DIRECTIONS FOR THIS TASK:
Pick out and copy each line of the listing below that contains the string "cloud".

MATERIAL SHOWN:
◆ ◆ ◆ ◆ ◆
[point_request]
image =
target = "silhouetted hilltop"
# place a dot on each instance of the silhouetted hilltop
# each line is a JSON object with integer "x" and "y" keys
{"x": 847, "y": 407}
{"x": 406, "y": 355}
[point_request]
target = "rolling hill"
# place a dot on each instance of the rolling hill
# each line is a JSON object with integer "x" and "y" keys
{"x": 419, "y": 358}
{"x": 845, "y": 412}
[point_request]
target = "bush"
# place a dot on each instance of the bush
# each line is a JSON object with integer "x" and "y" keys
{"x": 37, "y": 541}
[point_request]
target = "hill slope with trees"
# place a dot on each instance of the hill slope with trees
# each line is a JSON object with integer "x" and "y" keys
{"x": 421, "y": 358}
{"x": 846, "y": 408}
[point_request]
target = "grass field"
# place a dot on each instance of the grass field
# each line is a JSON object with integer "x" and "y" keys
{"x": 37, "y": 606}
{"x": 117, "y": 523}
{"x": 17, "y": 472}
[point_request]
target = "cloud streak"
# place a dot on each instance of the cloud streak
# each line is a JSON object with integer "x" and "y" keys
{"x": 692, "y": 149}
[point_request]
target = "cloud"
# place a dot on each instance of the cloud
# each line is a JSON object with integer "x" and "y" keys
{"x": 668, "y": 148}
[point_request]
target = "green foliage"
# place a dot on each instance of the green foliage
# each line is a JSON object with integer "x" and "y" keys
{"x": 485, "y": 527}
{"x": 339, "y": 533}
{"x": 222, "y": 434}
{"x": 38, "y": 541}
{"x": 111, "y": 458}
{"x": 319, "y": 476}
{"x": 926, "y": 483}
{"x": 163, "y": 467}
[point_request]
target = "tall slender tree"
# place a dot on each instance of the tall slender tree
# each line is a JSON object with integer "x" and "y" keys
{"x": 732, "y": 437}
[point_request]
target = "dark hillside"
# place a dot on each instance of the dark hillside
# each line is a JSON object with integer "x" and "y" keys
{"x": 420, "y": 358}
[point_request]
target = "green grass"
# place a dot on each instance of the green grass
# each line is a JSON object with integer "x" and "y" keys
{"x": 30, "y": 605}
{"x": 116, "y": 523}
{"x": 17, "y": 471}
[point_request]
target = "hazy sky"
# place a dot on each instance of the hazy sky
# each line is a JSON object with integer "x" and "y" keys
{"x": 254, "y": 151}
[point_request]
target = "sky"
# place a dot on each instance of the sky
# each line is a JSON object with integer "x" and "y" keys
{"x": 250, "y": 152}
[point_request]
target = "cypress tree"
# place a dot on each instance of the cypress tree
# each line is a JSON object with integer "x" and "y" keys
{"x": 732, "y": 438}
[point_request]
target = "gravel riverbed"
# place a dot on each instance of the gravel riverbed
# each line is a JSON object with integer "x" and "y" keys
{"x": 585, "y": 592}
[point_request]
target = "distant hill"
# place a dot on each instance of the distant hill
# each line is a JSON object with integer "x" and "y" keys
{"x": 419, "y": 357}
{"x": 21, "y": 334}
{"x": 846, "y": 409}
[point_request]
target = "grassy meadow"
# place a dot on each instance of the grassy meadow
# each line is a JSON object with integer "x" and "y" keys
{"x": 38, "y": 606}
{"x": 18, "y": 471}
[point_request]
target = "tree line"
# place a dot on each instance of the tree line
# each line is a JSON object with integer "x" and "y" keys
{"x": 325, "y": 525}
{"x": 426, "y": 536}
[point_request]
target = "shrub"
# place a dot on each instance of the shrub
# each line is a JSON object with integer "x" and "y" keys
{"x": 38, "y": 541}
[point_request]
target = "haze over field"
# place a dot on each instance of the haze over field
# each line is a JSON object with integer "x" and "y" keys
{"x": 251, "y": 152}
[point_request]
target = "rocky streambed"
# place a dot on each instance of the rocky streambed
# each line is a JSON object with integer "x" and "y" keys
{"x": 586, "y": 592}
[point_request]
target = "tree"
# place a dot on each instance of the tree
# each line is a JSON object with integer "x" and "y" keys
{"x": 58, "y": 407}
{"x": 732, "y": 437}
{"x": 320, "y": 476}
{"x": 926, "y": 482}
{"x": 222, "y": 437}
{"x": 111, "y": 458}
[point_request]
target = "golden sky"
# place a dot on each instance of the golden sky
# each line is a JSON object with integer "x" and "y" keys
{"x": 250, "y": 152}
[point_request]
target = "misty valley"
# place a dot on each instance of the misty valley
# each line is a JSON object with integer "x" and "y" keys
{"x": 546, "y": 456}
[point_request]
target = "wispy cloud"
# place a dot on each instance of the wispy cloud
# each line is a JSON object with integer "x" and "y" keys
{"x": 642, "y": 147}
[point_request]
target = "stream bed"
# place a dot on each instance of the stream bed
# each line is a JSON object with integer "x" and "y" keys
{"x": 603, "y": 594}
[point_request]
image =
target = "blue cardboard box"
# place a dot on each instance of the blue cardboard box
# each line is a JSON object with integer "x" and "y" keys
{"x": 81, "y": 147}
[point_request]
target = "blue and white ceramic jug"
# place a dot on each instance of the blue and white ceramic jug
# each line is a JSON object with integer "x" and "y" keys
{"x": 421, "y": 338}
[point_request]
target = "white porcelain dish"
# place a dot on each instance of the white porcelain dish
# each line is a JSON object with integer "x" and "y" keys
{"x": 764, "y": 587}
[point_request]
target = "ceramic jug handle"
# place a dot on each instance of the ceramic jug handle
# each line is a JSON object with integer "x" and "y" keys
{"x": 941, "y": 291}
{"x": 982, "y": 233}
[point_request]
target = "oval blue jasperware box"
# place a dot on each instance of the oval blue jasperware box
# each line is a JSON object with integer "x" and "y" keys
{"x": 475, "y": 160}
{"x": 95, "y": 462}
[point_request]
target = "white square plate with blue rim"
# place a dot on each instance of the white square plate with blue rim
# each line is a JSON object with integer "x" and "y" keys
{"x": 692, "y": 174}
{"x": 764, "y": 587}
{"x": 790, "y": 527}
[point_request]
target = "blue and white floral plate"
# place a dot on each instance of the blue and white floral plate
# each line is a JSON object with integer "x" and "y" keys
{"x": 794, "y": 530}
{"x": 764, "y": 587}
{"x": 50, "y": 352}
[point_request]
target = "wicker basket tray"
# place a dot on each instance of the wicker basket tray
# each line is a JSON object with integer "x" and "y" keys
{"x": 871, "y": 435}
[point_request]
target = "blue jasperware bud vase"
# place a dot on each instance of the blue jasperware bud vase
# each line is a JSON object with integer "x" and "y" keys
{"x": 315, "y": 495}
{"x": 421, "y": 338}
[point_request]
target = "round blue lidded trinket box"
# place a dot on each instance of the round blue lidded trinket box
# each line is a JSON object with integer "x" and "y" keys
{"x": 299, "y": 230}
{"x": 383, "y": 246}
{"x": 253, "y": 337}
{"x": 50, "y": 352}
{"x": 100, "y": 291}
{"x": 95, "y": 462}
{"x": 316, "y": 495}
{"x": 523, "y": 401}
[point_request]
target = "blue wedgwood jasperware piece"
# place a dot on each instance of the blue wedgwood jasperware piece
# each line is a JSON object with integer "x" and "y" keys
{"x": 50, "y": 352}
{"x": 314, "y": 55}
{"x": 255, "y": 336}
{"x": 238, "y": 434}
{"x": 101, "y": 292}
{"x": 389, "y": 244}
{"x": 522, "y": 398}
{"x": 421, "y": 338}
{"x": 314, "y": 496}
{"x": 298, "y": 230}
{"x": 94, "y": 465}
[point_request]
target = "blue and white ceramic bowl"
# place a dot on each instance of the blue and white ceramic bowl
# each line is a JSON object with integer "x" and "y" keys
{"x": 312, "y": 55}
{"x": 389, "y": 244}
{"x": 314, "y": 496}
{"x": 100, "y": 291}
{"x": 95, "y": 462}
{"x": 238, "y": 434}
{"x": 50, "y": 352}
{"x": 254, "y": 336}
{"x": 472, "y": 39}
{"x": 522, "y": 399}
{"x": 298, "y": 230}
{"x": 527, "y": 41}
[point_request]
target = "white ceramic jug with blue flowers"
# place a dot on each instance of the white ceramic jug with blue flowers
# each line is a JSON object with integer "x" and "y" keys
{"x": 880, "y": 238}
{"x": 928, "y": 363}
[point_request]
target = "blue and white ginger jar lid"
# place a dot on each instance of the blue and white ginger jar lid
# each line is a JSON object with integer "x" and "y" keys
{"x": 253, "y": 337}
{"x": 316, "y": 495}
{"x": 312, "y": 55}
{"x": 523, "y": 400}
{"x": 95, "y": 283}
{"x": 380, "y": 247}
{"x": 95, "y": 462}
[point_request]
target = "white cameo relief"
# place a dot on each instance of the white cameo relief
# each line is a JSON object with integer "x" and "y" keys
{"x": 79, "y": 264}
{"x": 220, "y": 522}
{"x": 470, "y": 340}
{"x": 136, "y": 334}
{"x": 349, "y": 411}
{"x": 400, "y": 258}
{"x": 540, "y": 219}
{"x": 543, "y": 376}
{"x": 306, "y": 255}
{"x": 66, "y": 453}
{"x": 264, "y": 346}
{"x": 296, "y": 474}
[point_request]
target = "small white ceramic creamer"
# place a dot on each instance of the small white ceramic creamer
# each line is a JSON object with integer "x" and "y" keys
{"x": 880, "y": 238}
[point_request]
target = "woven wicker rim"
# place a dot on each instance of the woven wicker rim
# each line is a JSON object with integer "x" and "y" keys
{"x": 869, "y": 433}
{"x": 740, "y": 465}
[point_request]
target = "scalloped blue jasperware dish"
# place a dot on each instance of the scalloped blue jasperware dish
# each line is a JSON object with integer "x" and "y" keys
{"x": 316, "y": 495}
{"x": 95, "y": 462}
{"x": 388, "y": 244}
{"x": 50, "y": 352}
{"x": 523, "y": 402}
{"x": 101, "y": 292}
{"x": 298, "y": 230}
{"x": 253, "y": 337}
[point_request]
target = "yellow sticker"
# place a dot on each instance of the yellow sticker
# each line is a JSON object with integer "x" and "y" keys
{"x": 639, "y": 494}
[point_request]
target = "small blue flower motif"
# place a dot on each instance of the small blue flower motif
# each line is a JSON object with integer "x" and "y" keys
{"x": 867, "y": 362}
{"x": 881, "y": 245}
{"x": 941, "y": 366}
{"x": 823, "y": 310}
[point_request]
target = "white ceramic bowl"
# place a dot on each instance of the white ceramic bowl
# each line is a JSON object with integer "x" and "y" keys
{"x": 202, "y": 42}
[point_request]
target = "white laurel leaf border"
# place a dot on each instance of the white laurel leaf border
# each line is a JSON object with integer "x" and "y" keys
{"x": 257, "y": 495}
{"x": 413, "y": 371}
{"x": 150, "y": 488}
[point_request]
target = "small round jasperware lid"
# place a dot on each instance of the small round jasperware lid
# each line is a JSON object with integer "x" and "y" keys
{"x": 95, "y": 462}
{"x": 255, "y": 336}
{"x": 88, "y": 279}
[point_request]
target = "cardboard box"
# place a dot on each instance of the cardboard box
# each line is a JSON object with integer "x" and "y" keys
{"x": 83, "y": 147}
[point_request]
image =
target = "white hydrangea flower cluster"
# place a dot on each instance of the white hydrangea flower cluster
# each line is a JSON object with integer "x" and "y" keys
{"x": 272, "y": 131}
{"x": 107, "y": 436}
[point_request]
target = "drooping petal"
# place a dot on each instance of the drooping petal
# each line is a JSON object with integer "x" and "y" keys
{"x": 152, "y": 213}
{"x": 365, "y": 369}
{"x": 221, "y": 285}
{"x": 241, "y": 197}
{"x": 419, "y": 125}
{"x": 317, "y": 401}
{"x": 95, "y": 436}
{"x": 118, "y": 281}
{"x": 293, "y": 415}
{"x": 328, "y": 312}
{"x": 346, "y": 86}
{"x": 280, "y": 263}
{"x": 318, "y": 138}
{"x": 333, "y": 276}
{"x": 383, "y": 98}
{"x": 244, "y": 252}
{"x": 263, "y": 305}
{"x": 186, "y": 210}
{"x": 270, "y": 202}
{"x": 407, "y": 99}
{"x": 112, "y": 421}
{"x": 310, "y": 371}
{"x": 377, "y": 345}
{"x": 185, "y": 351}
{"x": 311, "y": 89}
◆ ◆ ◆ ◆ ◆
COMPLETED TASK:
target = "cloud streak"
# place a dot on each instance of the cloud streak
target = "cloud"
# place a dot on each instance of the cloud
target = "wispy cloud"
# place a dot on each instance of the wispy cloud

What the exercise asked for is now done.